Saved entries
* begin *
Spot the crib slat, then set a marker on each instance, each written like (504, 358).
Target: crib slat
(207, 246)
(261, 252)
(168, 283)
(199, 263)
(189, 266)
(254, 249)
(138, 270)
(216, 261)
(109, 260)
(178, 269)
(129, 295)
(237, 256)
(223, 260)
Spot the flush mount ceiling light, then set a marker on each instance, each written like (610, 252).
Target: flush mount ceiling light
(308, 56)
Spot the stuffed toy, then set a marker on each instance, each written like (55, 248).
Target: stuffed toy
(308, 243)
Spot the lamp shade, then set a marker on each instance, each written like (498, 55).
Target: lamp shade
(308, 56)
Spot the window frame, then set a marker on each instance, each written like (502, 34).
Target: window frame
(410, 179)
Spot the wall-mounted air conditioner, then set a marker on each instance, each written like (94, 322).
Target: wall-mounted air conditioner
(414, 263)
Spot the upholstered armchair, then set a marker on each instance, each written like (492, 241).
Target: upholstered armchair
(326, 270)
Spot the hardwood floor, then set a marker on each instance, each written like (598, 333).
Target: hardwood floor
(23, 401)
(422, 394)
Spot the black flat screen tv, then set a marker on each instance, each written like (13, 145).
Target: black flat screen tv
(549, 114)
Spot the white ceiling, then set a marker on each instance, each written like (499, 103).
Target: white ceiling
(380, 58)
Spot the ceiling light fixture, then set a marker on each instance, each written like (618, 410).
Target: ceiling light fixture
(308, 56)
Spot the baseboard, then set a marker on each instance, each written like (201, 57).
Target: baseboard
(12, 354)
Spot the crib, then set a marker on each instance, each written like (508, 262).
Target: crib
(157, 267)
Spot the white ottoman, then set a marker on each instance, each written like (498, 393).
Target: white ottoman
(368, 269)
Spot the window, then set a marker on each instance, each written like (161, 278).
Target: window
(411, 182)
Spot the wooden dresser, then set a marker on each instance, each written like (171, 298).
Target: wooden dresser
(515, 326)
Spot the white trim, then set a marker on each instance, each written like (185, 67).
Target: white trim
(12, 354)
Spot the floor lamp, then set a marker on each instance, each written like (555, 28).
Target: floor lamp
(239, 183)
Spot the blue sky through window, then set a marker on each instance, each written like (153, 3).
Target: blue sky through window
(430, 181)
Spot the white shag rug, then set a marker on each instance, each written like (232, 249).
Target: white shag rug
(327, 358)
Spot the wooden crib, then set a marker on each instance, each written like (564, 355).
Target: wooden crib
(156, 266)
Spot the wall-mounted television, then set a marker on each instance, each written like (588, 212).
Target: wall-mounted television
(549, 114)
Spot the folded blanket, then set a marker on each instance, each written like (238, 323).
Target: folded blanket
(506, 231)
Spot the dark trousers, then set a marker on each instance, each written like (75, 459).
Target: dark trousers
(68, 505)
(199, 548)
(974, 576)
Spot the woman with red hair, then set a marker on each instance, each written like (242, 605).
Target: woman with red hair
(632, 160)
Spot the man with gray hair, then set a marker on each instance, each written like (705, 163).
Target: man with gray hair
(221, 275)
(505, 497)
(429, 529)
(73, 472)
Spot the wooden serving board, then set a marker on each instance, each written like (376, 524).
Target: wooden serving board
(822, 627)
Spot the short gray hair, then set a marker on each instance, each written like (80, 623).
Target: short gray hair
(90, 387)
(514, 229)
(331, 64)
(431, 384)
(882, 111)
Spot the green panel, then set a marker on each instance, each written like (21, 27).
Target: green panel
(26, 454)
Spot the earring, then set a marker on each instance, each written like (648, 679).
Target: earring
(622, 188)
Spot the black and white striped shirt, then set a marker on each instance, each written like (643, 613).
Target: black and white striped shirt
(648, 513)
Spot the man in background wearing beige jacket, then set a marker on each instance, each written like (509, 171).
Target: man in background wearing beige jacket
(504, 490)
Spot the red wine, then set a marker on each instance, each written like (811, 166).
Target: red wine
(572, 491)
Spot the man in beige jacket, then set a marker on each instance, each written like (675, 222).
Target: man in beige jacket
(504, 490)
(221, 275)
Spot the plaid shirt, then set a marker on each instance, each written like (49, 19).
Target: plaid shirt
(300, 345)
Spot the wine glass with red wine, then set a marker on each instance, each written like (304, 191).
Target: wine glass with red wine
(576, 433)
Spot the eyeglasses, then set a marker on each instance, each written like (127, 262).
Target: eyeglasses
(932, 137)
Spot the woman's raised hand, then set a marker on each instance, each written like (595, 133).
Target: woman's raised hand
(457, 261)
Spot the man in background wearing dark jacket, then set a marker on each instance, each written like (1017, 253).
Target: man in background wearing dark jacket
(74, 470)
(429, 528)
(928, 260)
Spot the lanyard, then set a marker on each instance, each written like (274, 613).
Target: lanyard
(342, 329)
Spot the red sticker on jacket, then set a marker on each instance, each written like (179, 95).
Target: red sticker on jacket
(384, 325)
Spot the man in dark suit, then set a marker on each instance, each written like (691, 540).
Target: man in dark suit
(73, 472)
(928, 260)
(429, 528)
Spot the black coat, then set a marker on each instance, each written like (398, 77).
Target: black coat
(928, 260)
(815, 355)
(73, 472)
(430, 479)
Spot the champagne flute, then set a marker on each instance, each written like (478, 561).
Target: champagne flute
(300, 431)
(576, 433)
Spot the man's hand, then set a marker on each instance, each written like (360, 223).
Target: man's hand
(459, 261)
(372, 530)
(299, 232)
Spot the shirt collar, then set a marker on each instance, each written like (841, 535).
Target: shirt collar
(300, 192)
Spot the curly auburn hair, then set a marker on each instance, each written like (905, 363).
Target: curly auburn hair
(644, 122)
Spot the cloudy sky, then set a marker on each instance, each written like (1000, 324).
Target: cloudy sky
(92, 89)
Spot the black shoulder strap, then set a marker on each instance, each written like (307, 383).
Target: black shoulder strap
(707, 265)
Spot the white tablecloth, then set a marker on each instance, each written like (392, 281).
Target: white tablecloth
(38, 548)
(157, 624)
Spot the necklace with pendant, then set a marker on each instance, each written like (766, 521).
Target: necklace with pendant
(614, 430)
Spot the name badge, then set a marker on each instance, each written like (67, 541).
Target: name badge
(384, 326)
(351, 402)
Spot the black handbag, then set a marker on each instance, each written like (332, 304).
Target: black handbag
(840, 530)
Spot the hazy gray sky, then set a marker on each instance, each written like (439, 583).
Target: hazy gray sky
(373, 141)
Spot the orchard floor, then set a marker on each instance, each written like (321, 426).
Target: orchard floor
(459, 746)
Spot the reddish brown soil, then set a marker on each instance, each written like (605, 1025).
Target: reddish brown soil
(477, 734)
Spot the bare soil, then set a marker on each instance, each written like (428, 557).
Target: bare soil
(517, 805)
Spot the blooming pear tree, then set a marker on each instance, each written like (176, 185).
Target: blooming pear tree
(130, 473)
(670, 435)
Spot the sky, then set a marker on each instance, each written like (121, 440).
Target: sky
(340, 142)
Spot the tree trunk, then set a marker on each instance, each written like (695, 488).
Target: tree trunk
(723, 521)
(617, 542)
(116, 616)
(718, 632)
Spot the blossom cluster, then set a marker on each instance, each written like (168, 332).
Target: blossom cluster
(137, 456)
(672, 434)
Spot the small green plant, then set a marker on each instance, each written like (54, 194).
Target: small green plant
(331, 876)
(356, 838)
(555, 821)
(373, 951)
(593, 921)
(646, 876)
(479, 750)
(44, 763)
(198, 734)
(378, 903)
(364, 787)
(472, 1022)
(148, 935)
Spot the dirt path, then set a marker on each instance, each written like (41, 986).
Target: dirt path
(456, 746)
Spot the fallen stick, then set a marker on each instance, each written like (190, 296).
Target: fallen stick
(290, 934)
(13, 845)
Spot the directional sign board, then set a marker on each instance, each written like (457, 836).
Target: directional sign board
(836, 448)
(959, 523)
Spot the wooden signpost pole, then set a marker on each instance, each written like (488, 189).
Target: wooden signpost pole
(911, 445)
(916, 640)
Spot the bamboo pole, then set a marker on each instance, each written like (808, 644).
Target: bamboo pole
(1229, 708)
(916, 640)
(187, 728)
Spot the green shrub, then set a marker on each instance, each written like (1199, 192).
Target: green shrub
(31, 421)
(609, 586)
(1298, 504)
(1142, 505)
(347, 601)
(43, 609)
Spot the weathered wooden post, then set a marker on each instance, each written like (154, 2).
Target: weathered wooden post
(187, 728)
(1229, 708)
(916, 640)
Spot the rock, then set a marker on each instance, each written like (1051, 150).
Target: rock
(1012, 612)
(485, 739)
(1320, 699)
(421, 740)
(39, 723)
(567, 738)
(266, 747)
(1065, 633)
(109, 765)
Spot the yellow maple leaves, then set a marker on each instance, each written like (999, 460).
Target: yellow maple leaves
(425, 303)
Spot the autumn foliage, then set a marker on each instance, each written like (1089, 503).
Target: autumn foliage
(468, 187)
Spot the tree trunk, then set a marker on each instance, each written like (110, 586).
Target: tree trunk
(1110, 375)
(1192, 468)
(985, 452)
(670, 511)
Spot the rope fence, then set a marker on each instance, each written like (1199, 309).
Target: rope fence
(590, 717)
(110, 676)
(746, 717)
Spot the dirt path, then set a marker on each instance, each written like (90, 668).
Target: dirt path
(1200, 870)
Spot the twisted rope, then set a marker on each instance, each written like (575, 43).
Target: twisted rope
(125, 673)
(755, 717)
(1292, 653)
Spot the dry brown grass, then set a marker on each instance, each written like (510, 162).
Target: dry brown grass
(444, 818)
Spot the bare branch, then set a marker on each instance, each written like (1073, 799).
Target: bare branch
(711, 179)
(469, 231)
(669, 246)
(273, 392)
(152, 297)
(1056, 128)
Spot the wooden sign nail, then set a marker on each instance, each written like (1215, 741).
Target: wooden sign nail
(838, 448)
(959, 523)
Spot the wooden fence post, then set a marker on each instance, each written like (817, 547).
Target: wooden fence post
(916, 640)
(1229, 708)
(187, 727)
* end *
Repeat precisely the lines of the data starting at the one containing "like (110, 586).", last line included.

Spot the tree trunk, then set a marker on each instance, each written like (110, 586).
Target: tree trunk
(1110, 375)
(1192, 468)
(985, 452)
(670, 511)
Spot the rope fence, then set a marker on each instance, each written like (1199, 309).
Target: rope fence
(590, 717)
(110, 676)
(746, 717)
Spot the dirt path, then set a marker on each instance, each written like (90, 668).
Target: dirt path
(1200, 870)
Spot the twisted rope, then set a marker on each instance, each written like (575, 43).
Target: twisted rope
(125, 673)
(755, 717)
(1292, 653)
Spot the dry brown grass, then set a marker on each instance, each written like (510, 162).
Target: dry brown grass
(444, 818)
Spot the bare branch, then set a marker on each instance, each written like (1073, 799).
Target: bare branch
(711, 179)
(469, 231)
(669, 246)
(273, 392)
(152, 297)
(1056, 128)
Spot the wooden sign nail, then set a marker on each instance, each written like (1215, 741).
Target: wooden sign nail
(838, 448)
(959, 523)
Spot the wooden fence post, then set a marker on each instance, each written like (817, 547).
Target: wooden fence post
(916, 640)
(1229, 708)
(187, 727)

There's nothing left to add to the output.